- [WRITTEN EXERCISE]:
Copy each of the entries below word for word, leaving nothing out and changing nothing.
========================================================================
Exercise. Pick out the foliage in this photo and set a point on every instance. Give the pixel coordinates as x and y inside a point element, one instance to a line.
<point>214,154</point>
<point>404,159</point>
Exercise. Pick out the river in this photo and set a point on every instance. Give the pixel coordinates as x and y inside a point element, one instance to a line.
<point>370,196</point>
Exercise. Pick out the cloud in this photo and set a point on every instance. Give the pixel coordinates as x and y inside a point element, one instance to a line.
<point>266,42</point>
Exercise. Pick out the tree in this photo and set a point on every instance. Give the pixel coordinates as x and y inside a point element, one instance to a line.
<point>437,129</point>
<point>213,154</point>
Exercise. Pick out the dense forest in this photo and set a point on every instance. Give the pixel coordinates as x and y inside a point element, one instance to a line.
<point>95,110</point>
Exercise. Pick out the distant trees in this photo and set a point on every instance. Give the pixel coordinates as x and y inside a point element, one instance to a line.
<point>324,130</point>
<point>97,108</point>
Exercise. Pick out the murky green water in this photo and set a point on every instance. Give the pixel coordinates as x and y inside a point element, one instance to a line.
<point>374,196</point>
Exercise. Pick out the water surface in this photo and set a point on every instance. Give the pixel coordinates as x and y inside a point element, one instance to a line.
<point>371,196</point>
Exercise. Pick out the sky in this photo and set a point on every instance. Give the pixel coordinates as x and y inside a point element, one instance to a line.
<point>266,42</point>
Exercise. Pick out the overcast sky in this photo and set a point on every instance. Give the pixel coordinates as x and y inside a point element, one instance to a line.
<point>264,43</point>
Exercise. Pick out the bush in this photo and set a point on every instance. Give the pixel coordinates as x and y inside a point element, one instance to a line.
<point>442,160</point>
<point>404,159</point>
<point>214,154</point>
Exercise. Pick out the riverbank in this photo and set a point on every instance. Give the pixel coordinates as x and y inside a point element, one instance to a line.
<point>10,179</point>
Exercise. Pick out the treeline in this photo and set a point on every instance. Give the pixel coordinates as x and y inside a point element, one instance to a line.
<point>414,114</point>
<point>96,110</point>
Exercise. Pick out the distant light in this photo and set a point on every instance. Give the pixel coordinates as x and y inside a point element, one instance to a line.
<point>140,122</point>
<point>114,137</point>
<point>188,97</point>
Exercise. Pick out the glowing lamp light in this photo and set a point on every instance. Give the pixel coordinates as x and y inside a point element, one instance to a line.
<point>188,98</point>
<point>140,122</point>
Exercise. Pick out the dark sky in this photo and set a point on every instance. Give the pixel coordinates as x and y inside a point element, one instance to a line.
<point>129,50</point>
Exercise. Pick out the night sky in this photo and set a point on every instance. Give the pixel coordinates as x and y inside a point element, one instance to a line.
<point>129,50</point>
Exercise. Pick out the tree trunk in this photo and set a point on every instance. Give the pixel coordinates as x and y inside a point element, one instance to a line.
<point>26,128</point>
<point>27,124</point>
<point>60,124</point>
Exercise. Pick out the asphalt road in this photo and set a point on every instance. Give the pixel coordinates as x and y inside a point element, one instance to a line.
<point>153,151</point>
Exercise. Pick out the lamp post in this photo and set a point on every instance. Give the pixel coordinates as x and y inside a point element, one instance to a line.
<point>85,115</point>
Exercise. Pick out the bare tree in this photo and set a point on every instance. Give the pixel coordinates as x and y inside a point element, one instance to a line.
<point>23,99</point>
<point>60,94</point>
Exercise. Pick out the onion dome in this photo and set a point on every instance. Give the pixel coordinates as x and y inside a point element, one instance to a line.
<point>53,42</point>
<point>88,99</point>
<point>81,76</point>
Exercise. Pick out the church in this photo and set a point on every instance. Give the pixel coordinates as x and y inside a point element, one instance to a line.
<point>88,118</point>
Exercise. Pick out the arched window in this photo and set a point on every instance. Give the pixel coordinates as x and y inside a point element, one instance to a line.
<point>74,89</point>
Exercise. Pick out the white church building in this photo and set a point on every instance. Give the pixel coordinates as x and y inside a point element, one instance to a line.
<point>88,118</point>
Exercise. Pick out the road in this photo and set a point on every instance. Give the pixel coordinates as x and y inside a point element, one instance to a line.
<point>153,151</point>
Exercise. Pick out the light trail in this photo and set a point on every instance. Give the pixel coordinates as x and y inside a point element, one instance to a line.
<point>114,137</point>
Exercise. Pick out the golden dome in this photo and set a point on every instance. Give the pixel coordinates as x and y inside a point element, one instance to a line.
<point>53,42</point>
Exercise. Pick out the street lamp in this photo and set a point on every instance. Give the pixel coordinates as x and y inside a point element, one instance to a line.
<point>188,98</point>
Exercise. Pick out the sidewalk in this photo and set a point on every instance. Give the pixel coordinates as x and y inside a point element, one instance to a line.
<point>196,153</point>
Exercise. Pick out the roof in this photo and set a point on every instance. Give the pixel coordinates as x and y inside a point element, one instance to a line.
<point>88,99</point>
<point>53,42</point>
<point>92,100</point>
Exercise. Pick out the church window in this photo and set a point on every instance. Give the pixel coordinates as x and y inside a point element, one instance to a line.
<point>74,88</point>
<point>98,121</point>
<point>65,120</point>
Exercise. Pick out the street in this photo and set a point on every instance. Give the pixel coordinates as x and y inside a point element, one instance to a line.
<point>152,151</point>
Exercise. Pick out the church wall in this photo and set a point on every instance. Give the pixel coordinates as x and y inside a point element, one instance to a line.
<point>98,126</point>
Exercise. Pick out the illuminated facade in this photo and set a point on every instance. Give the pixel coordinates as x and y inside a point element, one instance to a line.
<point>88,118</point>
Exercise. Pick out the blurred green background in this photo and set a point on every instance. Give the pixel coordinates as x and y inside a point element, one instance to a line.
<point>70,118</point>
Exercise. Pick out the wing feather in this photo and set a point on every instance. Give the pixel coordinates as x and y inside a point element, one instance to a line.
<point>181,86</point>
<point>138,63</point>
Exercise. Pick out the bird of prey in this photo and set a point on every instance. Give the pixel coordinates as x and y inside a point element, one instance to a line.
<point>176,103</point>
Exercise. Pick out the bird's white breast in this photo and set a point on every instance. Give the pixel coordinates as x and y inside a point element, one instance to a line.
========================================================================
- [EXERCISE SOLUTION]:
Exercise. Pick out the foliage in this photo and set a point on every instance. Give the pixel coordinates as x and y inside a point element, one instance to a line.
<point>214,154</point>
<point>404,159</point>
Exercise. Pick out the river in this photo and set a point on every instance. Give the pixel coordinates as x and y inside a point element, one instance to a line.
<point>370,196</point>
Exercise. Pick out the cloud in this photo and set a point on every instance. Give the pixel coordinates as x and y inside a point element, one instance to a line.
<point>266,42</point>
Exercise. Pick out the tree in this photo and set a point on every instance. Give the pixel coordinates as x and y inside a point element, one instance to a line.
<point>437,129</point>
<point>213,154</point>
Exercise. Pick out the dense forest in this photo and set a point on every instance. Give the pixel coordinates as x and y inside a point element, one instance to a line.
<point>95,110</point>
Exercise. Pick out the distant trees in this photo and set a point on every instance. Give the pixel coordinates as x and y inside a point element, one instance to a line.
<point>324,130</point>
<point>97,108</point>
Exercise. Pick out the murky green water in this photo and set a point on every instance. Give the pixel coordinates as x and y inside a point element, one instance to a line.
<point>374,196</point>
Exercise. Pick out the water surface in this photo and set a point on every instance. Give the pixel coordinates as x and y inside a point element, one instance to a line.
<point>371,196</point>
Exercise. Pick out the sky in this photo and set a point on every instance. Give the pixel coordinates as x and y inside a point element, one instance to a line.
<point>266,42</point>
Exercise. Pick out the overcast sky in this photo and set a point on every instance. Give the pixel coordinates as x and y inside a point element, one instance to a line.
<point>264,43</point>
Exercise. Pick out the bush in this photo and set a point on every instance. Give the pixel coordinates as x and y inside a point element, one instance to a line.
<point>442,160</point>
<point>404,159</point>
<point>214,154</point>
Exercise. Pick out the riverbank in this photo and set a point on every instance. Give the pixel coordinates as x and y inside a point element, one instance to a line.
<point>10,179</point>
Exercise. Pick out the treeline in this photo and set a point on every instance. Give the pixel coordinates as x and y inside a point element, one instance to a line.
<point>414,114</point>
<point>96,110</point>
Exercise. Pick out the distant light in this photo and set a point on every instance. Give the pixel coordinates as x and y inside a point element, one instance to a line.
<point>140,122</point>
<point>114,137</point>
<point>188,97</point>
Exercise. Pick out the glowing lamp light in this photo and set a point on every instance. Give the pixel coordinates as x and y inside a point element, one instance to a line.
<point>188,98</point>
<point>140,122</point>
Exercise. Pick out the dark sky in this photo and set a point on every instance. Give the pixel coordinates as x and y inside a point element, one instance to a line.
<point>129,50</point>
Exercise. Pick out the night sky in this photo and set a point on every instance. Give the pixel coordinates as x and y inside a point element, one instance to a line.
<point>129,50</point>
Exercise. Pick out the tree trunk in this photo and set a point on every instance. Give the pixel coordinates as x and y inside a point element, one instance to a line.
<point>26,128</point>
<point>27,124</point>
<point>60,124</point>
Exercise. Pick out the asphalt road in this photo and set a point on every instance. Give the pixel coordinates as x and y inside a point element, one instance to a line.
<point>153,151</point>
Exercise. Pick out the lamp post in this photo and set a point on every instance. Give the pixel coordinates as x and y inside a point element, one instance to a line.
<point>85,115</point>
Exercise. Pick out the bare tree in this photo and set a point on every instance. Give the pixel coordinates as x and y inside a point element, one instance to a line.
<point>23,99</point>
<point>60,94</point>
Exercise. Pick out the onion dome in this photo and set a point on every instance. Give the pixel coordinates as x and y inside a point element, one instance to a line.
<point>53,42</point>
<point>88,99</point>
<point>81,76</point>
Exercise. Pick out the church in this photo and set a point on every instance. Give the pixel coordinates as x and y inside a point element, one instance to a line.
<point>88,118</point>
Exercise. Pick out the arched window in this photo and set a point on every instance. Give the pixel coordinates as x and y inside a point element, one instance to a line.
<point>74,89</point>
Exercise. Pick out the white church building in this photo and set a point on every instance. Give the pixel coordinates as x and y inside a point element, one instance to a line.
<point>88,118</point>
Exercise. Pick out the road in this photo and set a point on every instance. Give the pixel coordinates as x and y inside a point element, one instance to a line.
<point>153,151</point>
Exercise. Pick out the light trail in this photo and set a point on every instance. Give the pixel coordinates as x and y inside a point element, one instance to a line.
<point>114,137</point>
Exercise. Pick out the golden dome in this photo and set a point on every instance. Give the pixel coordinates as x and y inside a point element, one instance to a line.
<point>53,42</point>
Exercise. Pick out the street lamp in this photo and set a point on every instance. Give the pixel coordinates as x and y inside a point element, one instance to a line.
<point>188,98</point>
Exercise. Pick out the sidewalk in this photo and set a point on every instance. Give the pixel coordinates as x and y inside a point element, one instance to a line.
<point>196,153</point>
Exercise. Pick out the roof in this photo and set a point on every instance. Give the pixel coordinates as x and y inside a point element, one instance to a line.
<point>88,99</point>
<point>53,42</point>
<point>92,100</point>
Exercise. Pick out the church window in this photo and set a point on every instance. Give the pixel coordinates as x and y inside a point element, one instance to a line.
<point>74,88</point>
<point>98,121</point>
<point>65,120</point>
Exercise. Pick out the street in this photo and set a point on every instance. Give the pixel coordinates as x and y inside a point element, one instance to a line.
<point>152,151</point>
Exercise. Pick out the church wall in this photo and set a point on every instance. Give the pixel coordinates as x and y inside a point element, one instance to a line.
<point>98,126</point>
Exercise. Pick out the illuminated facade in this photo and set a point on every instance. Give the pixel coordinates as x and y inside a point element, one instance to a line.
<point>88,118</point>
Exercise. Pick out the blurred green background in this photo and set a point on every instance. Give the pixel coordinates as x and y inside a point element, one instance to a line.
<point>70,118</point>
Exercise. Pick out the wing feather in this photo and set a point on every instance. Give the pixel coordinates as x and y inside a point element, one instance to a line.
<point>181,86</point>
<point>138,63</point>
Exercise. Pick out the bird of prey in this photo and set a point on every instance. Give the pixel coordinates as x and y inside a point element, one instance to a line.
<point>176,103</point>
Exercise. Pick out the bird's white breast in this photo and set a point on every instance. Give the pixel coordinates as x and y inside a point element, one instance to a line.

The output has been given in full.